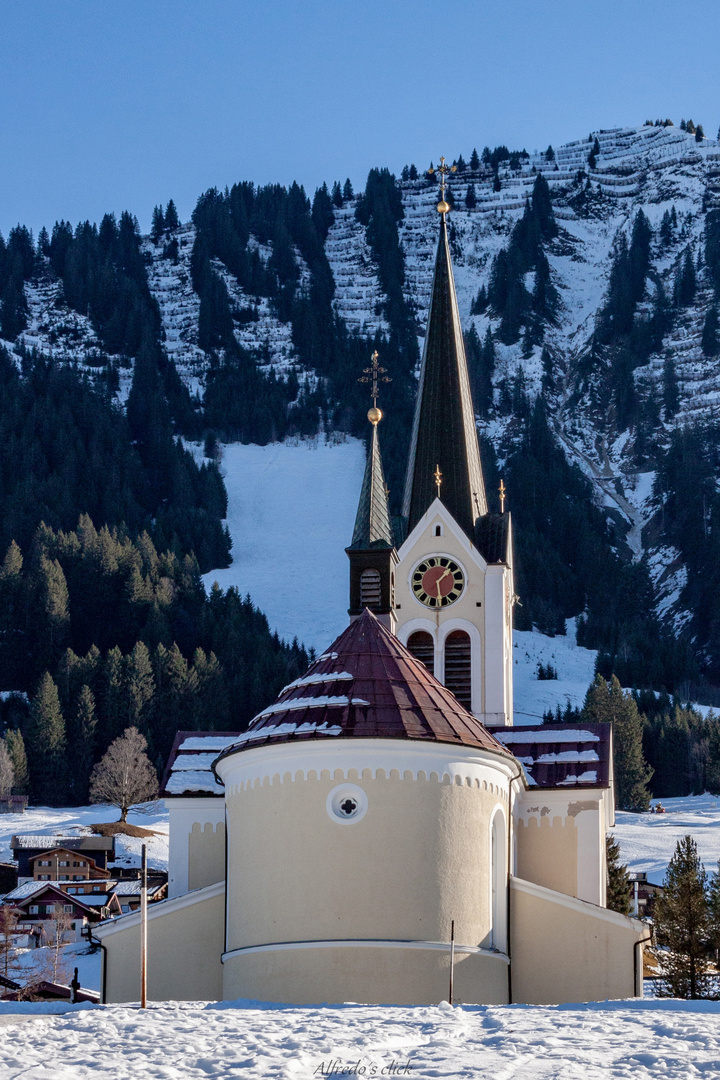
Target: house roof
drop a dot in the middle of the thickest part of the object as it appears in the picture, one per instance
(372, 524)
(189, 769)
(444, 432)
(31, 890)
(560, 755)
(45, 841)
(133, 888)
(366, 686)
----------
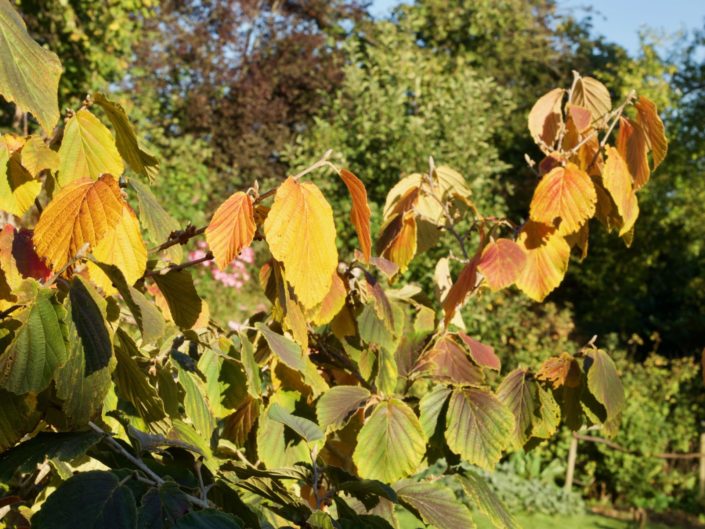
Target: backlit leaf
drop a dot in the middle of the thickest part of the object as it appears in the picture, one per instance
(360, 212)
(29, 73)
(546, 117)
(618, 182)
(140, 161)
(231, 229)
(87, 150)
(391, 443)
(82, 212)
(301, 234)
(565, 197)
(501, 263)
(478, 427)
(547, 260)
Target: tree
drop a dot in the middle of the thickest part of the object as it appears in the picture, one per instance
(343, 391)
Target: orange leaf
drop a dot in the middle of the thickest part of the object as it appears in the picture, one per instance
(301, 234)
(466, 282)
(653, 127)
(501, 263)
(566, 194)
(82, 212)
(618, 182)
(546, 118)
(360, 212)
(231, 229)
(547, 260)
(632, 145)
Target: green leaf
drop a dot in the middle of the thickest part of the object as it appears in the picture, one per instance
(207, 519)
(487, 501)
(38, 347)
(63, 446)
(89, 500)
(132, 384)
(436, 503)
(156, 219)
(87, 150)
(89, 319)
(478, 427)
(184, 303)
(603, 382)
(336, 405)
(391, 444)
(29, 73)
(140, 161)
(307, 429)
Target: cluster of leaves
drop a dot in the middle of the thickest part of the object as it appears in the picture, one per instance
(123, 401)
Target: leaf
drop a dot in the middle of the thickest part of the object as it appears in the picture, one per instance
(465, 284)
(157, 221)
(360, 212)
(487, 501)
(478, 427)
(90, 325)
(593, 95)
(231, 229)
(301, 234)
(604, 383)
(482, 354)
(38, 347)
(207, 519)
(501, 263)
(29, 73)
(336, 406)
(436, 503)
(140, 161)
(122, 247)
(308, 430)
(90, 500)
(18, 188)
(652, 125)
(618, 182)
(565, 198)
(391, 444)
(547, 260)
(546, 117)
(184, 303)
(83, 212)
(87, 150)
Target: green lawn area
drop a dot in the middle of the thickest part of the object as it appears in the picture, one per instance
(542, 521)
----------
Task statement
Across the entries above, find each line with the word "Target" and please copy it out.

Task solution
Target: house roof
Target: backlit leaf
Target: tree
Target: orange leaf
Target: green leaf
Target: cluster of leaves
Target: leaf
Target: green lawn area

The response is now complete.